== Listed records
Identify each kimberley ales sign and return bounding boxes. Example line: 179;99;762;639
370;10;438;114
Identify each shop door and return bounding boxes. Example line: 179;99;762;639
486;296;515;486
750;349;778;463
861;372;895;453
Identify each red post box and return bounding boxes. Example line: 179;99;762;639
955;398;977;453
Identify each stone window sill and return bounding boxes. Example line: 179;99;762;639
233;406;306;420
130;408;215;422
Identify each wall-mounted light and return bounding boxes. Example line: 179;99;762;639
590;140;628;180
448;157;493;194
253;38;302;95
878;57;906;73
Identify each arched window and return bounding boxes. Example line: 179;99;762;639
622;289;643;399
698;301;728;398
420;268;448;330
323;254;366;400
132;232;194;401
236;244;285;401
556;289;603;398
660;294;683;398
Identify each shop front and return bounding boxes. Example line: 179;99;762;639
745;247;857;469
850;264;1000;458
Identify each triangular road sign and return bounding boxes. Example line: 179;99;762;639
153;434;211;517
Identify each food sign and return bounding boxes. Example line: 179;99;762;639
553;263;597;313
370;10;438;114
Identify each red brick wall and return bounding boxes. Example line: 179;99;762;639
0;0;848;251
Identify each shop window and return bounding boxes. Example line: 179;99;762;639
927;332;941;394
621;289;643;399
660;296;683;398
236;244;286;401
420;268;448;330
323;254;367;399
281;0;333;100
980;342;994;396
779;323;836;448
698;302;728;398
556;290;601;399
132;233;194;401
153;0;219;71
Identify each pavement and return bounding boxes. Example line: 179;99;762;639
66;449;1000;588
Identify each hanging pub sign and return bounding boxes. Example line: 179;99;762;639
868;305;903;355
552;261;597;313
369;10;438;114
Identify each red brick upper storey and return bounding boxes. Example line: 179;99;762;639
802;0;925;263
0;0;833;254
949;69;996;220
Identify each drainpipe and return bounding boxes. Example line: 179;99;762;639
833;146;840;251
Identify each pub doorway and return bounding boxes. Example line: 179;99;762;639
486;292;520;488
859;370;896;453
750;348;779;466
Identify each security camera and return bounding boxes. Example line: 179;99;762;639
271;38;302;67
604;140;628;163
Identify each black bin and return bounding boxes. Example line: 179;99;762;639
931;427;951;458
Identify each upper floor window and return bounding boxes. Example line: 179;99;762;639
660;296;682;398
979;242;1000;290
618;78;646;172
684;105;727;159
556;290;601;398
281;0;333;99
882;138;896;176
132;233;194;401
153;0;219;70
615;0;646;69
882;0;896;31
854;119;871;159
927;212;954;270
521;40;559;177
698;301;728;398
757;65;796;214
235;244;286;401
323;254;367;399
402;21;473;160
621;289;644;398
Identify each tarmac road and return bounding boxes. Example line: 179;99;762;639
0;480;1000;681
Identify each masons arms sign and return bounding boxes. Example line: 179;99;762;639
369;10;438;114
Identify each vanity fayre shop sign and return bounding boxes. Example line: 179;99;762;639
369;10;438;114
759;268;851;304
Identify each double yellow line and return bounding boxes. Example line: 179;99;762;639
====
_Task requirements:_
Please give the records again from their start through the line that contains "153;434;211;517", inclusive, replacing "shop door" with "shop entrance" and leaving everything else unchanged. Return only those lines.

_Output below:_
Identify each kimberley ales sign and return bounding boxes. Example line: 179;99;762;639
370;10;438;114
Identify each shop entrance and return bounding boxes. Example line: 179;99;762;639
486;296;515;486
750;349;778;463
861;372;895;453
Identify each red post box and return bounding boxes. Example line: 179;99;762;639
955;398;977;453
Identify each stone window sill and return bounding boxes. Example line: 179;99;762;639
233;406;306;420
130;408;215;422
Identify each wall-mounted light and return bounding boxes. Example line: 179;99;762;639
590;140;628;180
448;157;493;194
253;38;302;95
878;57;906;73
Identify each arched window and return bounding boxes. Example line: 179;99;762;639
622;289;643;399
698;301;728;398
420;268;448;330
323;254;366;400
132;232;194;401
236;244;285;401
556;289;603;398
660;294;683;398
Identify each shop front and return bounding boxes. Example line: 179;99;762;639
745;247;857;469
850;264;1000;458
Identify each triangular road sign and return bounding boxes. Example line: 179;99;762;639
153;434;211;517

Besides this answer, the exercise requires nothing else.